-- Start Selection --

Introduction to Transformations

Overview

Teaching: 5 min
Exercises: 5 min
Questions
  • How do I use transformations to programmatically edit my data?

  • What are the kind of transformations Open Refine supports?

  • What is GREL?

Objectives
  • Describe common transformations

  • Explain GREL, the General Refine Expression Language

Introducing Transformations

Through facets, filters and clusters OpenRefine offers relatively straightforward ways of getting an overview of your data, and making changes where you want to standardise terms used to a common set of values.

However, sometimes there will be changes you want to make to the data that cannot be achieved in this way. Such types of changes include:

To support this type of activity OpenRefine supports ‘Transformations’ which are ways of manipulating data in columns. Transformations are normally written in a special language called ‘GREL’ (General Refine Expression Language). To some extent GREL expressions are similar to Excel Formula, although they tend to focus on text manipulations rather than numeric functions.

Full documentation for the GREL is available at https://github.com/OpenRefine/OpenRefine/wiki/General-Refine-Expression-Language. This tutorial covers only a small subset of the commands available.

-- End Selection --
-- Start Data provided --

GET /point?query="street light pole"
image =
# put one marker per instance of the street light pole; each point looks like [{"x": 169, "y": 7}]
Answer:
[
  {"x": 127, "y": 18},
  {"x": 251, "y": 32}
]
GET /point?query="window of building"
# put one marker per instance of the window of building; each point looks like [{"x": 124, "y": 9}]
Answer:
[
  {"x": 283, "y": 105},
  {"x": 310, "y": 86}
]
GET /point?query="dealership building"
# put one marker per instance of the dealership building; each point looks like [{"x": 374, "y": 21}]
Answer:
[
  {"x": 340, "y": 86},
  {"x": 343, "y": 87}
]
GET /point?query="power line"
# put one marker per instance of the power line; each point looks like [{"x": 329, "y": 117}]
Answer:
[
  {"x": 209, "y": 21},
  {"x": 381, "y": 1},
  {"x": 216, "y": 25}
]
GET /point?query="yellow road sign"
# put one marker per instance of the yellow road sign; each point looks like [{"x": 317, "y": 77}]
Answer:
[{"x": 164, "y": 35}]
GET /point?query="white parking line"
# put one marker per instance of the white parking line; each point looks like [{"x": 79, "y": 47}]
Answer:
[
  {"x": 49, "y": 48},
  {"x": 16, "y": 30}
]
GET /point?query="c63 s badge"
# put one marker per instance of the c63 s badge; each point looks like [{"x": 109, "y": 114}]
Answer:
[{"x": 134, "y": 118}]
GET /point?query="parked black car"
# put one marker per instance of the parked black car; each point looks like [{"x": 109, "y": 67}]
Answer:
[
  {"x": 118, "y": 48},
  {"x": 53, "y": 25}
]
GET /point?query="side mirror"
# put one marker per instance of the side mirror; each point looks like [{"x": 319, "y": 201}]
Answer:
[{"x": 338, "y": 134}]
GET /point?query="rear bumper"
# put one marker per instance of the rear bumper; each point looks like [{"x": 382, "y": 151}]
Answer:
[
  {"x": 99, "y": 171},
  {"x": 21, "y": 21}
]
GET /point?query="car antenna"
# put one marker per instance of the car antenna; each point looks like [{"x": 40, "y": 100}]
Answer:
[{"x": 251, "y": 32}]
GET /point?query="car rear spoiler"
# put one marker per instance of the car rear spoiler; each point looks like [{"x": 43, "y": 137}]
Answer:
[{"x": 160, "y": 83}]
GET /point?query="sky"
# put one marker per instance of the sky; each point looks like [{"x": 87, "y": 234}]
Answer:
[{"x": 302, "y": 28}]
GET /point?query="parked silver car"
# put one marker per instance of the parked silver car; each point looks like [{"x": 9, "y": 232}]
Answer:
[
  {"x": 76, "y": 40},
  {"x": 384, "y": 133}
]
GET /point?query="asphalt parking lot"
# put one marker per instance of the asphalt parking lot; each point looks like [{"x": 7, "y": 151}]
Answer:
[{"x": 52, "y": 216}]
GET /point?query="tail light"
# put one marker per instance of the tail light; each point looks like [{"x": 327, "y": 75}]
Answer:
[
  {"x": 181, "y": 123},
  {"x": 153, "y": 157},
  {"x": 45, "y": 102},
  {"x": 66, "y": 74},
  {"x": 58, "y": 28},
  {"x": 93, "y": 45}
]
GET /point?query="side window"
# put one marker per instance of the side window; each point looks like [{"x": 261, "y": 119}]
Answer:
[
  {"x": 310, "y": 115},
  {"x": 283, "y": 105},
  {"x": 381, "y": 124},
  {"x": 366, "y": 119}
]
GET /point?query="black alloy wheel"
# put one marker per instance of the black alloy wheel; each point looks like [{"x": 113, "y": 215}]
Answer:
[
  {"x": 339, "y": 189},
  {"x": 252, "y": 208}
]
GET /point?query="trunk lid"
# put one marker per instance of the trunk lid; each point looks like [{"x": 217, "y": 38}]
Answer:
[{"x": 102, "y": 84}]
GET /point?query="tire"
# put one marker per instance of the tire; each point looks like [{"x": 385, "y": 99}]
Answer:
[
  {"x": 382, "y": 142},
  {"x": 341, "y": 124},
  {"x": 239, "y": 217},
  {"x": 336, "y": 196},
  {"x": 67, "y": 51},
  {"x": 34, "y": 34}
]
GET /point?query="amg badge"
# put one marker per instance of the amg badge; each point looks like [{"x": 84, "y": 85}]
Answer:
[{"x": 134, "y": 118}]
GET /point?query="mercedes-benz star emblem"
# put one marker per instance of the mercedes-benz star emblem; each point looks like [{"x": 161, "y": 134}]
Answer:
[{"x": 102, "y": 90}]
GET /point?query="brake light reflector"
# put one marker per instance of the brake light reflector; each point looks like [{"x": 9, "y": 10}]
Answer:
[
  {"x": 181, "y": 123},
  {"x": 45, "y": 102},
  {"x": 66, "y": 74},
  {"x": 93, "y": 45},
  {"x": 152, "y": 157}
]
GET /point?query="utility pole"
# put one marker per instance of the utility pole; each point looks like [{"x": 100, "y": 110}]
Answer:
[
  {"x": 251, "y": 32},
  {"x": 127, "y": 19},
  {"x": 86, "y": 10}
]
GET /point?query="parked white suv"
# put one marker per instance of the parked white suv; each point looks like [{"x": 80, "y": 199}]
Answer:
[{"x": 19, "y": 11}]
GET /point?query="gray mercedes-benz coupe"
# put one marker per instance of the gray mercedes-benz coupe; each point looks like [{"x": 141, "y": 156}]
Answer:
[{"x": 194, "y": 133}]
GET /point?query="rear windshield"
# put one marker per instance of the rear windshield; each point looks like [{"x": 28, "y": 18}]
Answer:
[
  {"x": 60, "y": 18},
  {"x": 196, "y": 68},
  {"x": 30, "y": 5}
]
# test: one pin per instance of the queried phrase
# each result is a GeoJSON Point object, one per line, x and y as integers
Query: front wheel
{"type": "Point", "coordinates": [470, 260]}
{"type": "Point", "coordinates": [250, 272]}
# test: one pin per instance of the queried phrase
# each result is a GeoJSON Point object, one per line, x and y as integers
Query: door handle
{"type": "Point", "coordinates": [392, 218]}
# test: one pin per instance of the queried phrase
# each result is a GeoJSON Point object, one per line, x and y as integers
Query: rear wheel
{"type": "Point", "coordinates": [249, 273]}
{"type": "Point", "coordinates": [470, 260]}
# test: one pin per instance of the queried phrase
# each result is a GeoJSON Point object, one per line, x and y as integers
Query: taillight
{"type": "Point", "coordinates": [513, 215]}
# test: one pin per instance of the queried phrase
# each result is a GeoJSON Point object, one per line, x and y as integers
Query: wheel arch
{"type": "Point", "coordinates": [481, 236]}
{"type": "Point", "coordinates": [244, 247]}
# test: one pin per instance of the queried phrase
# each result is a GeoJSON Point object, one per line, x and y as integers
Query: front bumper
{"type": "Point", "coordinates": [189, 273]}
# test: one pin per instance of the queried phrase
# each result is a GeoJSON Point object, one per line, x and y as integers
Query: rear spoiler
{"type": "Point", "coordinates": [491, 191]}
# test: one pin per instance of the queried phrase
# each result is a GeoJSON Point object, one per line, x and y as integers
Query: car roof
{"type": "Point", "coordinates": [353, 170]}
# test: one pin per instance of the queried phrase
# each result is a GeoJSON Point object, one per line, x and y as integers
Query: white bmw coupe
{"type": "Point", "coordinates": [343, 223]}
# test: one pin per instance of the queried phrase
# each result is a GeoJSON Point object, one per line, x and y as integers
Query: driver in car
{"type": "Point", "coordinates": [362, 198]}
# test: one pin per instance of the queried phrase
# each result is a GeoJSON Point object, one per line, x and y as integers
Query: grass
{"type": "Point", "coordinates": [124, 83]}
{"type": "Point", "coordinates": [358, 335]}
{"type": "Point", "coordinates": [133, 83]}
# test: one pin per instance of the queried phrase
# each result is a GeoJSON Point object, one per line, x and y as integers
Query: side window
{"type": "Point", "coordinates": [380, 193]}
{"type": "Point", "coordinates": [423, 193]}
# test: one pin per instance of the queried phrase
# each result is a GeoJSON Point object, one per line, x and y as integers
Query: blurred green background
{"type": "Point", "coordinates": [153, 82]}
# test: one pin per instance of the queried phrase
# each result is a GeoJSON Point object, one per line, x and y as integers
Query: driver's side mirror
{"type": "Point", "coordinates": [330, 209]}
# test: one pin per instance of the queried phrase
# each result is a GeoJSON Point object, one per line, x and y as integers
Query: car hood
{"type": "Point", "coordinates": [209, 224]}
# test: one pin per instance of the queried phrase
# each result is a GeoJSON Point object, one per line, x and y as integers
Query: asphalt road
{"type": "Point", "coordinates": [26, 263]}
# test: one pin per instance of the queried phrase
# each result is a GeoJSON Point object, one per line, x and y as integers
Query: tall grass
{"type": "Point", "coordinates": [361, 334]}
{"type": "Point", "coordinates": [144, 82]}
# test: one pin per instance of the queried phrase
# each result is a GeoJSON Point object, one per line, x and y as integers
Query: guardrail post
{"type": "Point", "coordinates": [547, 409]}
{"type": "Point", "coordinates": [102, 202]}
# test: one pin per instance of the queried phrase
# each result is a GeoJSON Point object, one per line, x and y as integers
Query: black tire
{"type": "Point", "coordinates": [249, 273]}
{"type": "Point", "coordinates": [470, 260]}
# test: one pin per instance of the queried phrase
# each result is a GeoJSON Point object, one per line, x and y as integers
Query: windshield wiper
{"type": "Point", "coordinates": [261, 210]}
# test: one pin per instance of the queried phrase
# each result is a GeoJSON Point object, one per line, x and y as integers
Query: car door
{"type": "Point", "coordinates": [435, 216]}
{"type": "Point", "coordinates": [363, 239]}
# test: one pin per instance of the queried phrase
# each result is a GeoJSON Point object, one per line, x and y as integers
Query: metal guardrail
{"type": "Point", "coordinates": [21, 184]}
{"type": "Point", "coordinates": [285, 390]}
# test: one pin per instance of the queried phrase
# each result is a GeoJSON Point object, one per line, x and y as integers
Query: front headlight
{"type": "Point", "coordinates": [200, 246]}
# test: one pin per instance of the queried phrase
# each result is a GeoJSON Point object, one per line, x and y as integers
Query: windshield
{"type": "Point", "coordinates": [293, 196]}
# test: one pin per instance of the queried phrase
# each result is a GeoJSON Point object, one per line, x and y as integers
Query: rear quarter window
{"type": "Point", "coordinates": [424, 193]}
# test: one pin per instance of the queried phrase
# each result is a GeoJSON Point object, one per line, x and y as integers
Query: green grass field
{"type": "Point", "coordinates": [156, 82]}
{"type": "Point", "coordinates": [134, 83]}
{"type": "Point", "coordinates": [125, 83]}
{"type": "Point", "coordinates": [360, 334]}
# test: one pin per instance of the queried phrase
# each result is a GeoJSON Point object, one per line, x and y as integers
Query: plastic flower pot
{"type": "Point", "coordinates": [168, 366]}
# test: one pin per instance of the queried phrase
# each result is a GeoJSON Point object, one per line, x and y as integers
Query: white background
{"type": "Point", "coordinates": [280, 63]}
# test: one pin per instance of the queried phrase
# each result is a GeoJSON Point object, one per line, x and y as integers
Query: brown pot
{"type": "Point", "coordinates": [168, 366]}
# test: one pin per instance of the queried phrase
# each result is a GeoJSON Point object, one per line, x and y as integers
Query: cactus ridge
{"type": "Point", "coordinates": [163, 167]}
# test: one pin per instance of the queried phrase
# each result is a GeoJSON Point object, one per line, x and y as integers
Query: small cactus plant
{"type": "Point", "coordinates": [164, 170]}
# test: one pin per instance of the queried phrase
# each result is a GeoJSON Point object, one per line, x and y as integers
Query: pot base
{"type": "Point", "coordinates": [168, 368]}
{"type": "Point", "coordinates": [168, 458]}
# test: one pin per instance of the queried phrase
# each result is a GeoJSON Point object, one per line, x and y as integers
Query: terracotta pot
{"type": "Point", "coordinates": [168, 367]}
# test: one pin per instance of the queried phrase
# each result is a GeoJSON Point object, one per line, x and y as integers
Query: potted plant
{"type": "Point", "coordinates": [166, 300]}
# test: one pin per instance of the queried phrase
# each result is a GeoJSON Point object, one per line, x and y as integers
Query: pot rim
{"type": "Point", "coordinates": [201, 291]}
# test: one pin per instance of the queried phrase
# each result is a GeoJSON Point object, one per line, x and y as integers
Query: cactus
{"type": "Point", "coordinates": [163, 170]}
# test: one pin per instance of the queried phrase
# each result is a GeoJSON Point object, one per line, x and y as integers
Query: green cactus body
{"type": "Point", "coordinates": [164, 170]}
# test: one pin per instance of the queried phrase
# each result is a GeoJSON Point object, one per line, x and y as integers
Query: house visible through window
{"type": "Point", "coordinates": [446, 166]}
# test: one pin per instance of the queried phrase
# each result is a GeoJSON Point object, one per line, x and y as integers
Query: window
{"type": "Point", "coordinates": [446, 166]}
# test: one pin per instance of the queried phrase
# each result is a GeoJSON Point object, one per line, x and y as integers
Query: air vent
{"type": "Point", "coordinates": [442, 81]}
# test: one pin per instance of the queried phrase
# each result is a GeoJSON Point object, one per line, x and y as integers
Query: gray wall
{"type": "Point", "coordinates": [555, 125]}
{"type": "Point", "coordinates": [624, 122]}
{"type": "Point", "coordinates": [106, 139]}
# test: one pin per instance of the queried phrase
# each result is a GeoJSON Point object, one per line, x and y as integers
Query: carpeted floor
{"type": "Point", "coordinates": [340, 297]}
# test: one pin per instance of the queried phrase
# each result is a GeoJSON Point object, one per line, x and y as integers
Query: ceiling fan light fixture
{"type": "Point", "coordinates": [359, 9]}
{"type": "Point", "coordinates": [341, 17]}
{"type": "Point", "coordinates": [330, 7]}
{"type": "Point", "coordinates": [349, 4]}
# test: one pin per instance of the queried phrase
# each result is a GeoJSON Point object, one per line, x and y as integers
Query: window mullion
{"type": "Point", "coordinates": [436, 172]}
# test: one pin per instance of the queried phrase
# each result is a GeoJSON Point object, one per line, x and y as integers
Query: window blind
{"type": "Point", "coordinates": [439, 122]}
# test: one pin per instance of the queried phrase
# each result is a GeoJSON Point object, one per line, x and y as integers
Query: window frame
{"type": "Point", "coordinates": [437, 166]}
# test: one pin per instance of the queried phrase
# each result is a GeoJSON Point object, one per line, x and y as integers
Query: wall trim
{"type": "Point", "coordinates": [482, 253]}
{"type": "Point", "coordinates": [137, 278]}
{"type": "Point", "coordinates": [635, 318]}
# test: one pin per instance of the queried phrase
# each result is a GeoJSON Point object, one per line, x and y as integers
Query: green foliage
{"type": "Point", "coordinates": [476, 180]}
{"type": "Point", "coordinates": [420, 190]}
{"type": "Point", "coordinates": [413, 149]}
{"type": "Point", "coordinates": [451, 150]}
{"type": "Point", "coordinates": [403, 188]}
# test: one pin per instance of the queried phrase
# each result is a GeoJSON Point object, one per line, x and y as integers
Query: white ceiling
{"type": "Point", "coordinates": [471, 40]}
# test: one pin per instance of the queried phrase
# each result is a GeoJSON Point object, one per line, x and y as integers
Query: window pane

-- End Data provided --

- _Required tasks_
A. From the records, list every line that contains the string "side", matching case exactly.
B. Continue the OpenRefine transformations tutorial after its last sentence.

- _In response_
A.
GET /point?query="side mirror"
# put one marker per instance of the side mirror; each point looks like [{"x": 319, "y": 201}]
GET /point?query="side window"
# put one marker per instance of the side window; each point looks like [{"x": 261, "y": 119}]
Query: side window
Query: driver's side mirror

B.
Common transformations

Some transformations are used regularly and are accessible directly through menu options, without having to type them directly.

Examples of some of these common transformations are given in the table below, with their ‘GREL’ equivalents. We’ll see how to use the GREL version later in this lesson.

Common Transformation Action GREL expression
To Uppercase Converts the current value to uppercase value.toUppercase()
To Lowercase Converts the current value to lowercase value.toLowercase()
To Titlecase Converts the current value to titlecase (i.e. each word starts with an uppercase character and all other characters are converted to lowercase) value.toTitlecase()
Trim leading and trailing whitespace Removes any ‘whitespace’ characters (e.g. spaces, tabs) from the start or end of the current value value.trim()

Correct Publisher data

  1. Create a text facet on the Publisher column
  2. Note that in the values there are two that look identical - why does this value appear twice?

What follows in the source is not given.